• _Requirements_
1 - Answer these questions from the regular expression metafunction post. Put each answer on its own line, marked like its question.
(a) What pattern string is assigned to regex in the example?
(b) What file name is given for the example?
(c) Under the m modifier, what do "^" and "$" match?
2 - Decide whether each statement agrees with the regular expression metafunction post. Answer yes or no, and quote the words of the post that decide it.
(a) The i modifier makes pattern matching case-insensitive.
(b) In the example, search is called on the string "abbbbbdfoo".
(c) The author states that the overview will not be updated.

___ Passage given ___

Feature/regular expression metafunction #904

MaxSagebaum · 2023-12-21T19:29:55Z

I will update this overview such that it is easy to grasp the status of the implementation.

Example file: example.cpp2

example: @regex type = {
  regex := "ab*bd";
}
main: (args) = {
    r := example().regex.search("abbbbbdfoo");
    std::cout << "got: (r.group(0))$" << std::endl;
}

Current status and planned on doing

Modifiers

 - [x] i                Do case-insensitive pattern matching. For example, "A" will match "a" under /i.
 - [x] m                Treat the string being matched against as multiple lines. That is, change "^" and "$" from matching the start of the string's first line and the end of its last line to matching the start and end of each line within the string.

___ Raw data ___

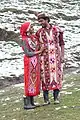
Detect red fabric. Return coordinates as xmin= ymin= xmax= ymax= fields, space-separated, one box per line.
xmin=20 ymin=22 xmax=40 ymax=96
xmin=20 ymin=22 xmax=30 ymax=40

___

• _Exercise solutions_
1 -
(a) "ab*bd"
(b) example.cpp2
(c) The start and end of each line within the string.

2 -
(a) Yes: "Do case-insensitive pattern matching."
(b) Yes: "r := example().regex.search("abbbbbdfoo");"
(c) No: "I will update this overview such that it is easy to grasp the status of the implementation."